COMPITO DA SVOLGERE: Puoi riportare tale e quale il tratto del testo sulla pronuncia della Corte d'Appello di Torino che va da "Concordato con riserva" fino a "legittime di prelazione."?

BLOCCO DI TESTO:
Corte d'Appello di Torino – Prodursi degli effetti della procedura concordataria sin dal deposito del ricorso, anche se prenotativo. Risorse da considerarsi nuova finanza nel concordato con continuità aziendale.
Corte d'Appello di Torino, 31 agosto 2018 – Giudice Gian Paolo Macagno.
Concordato con riserva – Deposito del ricorso – Prodursi degli effetti tipici della procedura - Deposito del piano – Elemento costitutivo non rilevante per decidere della normativa applicabile.
Concordato preventivo – Finanza esterna o nuova finanza - Libera distribuzione – Soddisfacimento dei creditori chirografari – Ammissibilità a prescindere dalla soddisfazione delle passività privilegiate – Non alterazione delle cause legittime di prelazione.
Concordato con continuità aziendale – Risorse da considerarsi nuova finanza – Flussi generati dalla continuità – Esclusione.

RIGHE DI DATI:
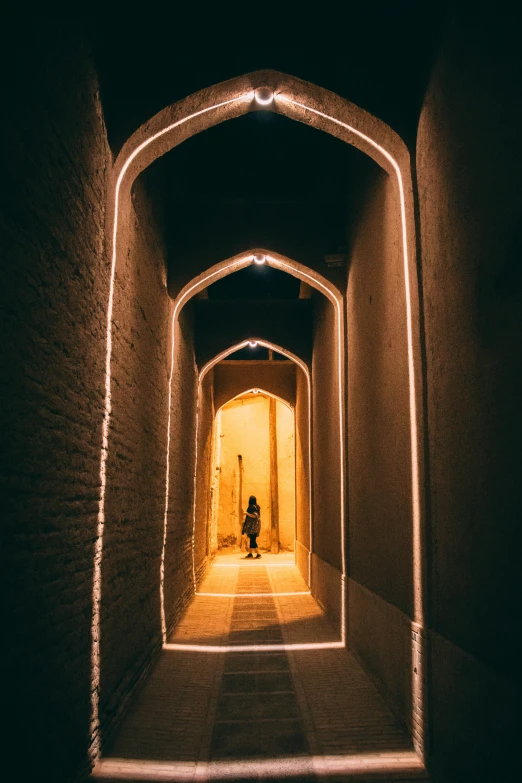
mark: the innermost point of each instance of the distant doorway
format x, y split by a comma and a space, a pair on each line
254, 448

LA RISPOSTA:
Concordato con riserva – Deposito del ricorso – Prodursi degli effetti tipici della procedura - Deposito del piano – Elemento costitutivo non rilevante per decidere della normativa applicabile.
Concordato preventivo – Finanza esterna o nuova finanza - Libera distribuzione – Soddisfacimento dei creditori chirografari – Ammissibilità a prescindere dalla soddisfazione delle passività privilegiate – Non alterazione delle cause legittime di prelazione.